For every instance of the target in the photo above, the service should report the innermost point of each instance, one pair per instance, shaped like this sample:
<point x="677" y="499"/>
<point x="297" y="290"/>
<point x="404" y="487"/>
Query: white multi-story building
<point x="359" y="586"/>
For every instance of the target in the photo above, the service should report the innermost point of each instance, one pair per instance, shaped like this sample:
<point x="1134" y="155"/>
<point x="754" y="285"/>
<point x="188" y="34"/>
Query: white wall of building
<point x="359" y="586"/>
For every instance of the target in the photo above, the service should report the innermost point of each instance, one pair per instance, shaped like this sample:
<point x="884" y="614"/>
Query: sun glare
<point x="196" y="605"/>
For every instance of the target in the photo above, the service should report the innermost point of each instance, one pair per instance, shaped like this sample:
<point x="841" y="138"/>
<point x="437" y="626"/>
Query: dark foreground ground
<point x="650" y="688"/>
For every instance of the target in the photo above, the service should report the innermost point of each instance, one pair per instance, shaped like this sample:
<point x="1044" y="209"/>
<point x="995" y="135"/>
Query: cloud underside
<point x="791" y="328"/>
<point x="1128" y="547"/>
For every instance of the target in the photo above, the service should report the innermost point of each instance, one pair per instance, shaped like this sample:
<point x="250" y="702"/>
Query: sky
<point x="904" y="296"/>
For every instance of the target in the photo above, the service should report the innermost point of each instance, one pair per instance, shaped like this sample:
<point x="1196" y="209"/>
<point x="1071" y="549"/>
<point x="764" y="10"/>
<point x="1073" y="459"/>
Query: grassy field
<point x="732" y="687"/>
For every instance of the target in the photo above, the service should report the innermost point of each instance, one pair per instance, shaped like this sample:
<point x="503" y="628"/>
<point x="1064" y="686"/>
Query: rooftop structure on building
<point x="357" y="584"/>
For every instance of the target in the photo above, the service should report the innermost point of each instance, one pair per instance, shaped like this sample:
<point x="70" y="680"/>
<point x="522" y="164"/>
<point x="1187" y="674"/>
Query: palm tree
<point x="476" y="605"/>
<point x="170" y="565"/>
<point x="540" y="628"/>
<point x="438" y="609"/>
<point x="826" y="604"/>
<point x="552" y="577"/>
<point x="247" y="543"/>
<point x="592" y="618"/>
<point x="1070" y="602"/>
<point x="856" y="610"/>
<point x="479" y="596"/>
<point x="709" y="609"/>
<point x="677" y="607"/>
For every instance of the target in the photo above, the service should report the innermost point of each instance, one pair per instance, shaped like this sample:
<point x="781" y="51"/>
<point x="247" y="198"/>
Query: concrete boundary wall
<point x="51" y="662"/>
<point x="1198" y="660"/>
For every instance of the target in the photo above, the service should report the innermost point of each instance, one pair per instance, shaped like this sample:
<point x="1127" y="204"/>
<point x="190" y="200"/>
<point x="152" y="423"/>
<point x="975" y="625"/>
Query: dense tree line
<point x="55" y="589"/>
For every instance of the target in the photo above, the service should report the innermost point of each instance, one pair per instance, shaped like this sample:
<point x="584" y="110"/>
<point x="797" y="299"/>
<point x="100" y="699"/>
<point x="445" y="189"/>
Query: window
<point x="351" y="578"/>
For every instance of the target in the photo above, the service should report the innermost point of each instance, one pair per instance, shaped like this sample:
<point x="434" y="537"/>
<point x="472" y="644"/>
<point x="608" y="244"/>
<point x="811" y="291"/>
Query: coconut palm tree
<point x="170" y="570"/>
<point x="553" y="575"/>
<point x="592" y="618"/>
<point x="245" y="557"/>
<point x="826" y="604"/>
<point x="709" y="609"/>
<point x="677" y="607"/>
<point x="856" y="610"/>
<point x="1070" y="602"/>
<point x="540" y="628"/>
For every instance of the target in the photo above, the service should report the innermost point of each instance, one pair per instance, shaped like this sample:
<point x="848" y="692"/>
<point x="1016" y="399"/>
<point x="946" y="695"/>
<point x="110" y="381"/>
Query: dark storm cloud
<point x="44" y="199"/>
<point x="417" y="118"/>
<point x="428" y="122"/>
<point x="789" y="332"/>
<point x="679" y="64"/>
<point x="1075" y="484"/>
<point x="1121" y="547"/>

■ **WORK INSTRUCTIONS**: Show each line of the items above that contains the word "dark".

■ **COMPLETED TASK**:
Query: dark foreground ground
Query: dark storm cloud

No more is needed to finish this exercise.